REQUIRED ACTION: Copy out each line of the data below in which the string "signal" appears.

________________________________________

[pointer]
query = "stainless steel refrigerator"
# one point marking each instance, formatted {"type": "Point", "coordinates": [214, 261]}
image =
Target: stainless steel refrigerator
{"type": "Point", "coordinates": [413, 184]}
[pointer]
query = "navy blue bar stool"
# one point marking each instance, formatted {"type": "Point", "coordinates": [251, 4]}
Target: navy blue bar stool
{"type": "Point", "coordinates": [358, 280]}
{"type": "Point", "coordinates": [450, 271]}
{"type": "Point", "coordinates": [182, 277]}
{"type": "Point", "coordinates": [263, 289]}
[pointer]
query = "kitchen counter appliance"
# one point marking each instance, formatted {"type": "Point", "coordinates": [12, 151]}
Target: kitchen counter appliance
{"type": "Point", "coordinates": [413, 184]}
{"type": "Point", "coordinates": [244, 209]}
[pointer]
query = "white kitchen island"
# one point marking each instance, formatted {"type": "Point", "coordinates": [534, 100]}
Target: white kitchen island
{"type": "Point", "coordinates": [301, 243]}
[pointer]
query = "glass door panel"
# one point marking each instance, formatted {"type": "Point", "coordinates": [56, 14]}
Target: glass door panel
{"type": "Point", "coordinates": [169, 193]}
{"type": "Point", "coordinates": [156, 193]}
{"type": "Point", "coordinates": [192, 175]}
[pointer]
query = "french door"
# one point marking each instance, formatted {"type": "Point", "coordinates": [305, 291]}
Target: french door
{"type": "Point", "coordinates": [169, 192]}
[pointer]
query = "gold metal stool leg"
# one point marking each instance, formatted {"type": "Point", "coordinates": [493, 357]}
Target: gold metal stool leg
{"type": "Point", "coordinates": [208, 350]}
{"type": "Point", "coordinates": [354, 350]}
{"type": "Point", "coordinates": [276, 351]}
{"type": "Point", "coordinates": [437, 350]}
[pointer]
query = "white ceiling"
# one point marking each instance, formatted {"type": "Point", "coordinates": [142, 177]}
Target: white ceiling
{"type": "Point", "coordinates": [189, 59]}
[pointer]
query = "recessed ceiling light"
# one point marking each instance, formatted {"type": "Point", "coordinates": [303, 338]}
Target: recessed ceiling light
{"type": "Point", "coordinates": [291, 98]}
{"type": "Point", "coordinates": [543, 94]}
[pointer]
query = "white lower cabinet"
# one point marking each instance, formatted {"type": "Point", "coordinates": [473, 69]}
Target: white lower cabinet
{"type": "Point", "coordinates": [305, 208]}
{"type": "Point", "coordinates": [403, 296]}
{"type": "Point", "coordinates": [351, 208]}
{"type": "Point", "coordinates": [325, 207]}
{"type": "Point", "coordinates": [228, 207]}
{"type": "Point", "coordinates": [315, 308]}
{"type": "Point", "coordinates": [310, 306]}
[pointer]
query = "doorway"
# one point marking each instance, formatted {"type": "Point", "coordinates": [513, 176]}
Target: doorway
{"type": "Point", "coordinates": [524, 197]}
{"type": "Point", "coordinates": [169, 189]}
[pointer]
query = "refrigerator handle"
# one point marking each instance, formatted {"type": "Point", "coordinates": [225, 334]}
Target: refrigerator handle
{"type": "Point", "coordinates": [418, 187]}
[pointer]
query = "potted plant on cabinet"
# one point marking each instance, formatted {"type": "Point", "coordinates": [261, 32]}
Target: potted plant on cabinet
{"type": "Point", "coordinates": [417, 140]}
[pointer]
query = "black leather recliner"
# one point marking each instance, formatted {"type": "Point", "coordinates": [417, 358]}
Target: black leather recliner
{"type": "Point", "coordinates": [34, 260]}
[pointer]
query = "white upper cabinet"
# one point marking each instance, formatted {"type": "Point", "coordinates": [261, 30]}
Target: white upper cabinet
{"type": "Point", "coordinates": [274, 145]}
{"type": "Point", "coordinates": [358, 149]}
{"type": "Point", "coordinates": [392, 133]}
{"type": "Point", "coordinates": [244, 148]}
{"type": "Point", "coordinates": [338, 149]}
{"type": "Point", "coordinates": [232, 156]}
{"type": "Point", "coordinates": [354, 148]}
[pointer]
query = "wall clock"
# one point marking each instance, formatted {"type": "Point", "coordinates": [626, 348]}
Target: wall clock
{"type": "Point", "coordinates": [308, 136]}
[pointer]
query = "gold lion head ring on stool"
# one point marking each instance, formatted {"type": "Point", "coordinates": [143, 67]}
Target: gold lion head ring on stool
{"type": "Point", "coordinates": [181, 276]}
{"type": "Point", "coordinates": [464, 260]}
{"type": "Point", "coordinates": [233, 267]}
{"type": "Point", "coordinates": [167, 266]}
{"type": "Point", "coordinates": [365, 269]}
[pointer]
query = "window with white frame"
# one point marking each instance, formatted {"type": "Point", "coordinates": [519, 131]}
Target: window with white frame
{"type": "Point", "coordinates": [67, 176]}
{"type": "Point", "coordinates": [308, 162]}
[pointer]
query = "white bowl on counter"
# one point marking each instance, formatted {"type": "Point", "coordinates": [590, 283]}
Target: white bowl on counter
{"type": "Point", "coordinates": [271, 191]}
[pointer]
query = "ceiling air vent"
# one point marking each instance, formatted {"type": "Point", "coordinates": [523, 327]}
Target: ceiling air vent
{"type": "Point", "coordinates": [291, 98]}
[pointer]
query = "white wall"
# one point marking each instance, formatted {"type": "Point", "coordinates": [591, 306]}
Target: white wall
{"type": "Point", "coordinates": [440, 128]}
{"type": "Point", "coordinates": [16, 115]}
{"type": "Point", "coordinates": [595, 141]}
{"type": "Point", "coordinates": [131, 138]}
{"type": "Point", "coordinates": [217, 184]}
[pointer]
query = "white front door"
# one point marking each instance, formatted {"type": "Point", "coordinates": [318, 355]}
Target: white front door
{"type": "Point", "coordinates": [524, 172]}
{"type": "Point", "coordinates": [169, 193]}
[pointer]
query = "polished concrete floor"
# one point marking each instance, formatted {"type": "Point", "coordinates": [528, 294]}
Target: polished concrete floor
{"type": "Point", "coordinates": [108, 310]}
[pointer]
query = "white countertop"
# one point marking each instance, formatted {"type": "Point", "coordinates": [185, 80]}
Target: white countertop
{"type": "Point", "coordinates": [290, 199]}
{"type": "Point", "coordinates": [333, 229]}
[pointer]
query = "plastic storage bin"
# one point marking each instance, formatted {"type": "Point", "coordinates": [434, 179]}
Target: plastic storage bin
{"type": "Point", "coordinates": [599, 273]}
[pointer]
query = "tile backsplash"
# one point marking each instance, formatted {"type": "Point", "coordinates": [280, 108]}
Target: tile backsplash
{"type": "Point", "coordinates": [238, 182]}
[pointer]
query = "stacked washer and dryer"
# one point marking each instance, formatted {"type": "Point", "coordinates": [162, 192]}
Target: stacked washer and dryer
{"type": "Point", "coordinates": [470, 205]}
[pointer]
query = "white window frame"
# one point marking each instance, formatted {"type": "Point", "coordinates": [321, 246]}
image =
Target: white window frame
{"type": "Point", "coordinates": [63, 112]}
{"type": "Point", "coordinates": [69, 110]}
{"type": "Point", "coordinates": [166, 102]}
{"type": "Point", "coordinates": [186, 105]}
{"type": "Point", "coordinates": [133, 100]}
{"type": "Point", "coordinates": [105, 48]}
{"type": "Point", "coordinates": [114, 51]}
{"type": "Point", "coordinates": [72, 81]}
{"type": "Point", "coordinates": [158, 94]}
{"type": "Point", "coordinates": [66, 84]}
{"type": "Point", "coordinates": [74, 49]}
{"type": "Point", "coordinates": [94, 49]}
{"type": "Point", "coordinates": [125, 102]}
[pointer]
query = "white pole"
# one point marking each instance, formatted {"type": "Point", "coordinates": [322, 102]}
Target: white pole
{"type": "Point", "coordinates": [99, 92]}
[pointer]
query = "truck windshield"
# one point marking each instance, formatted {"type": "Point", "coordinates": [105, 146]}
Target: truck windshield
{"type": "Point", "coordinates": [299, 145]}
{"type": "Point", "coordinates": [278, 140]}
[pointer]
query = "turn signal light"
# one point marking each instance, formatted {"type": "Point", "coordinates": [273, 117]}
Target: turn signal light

________________________________________

COMPLETED TASK:
query = "turn signal light"
Target: turn signal light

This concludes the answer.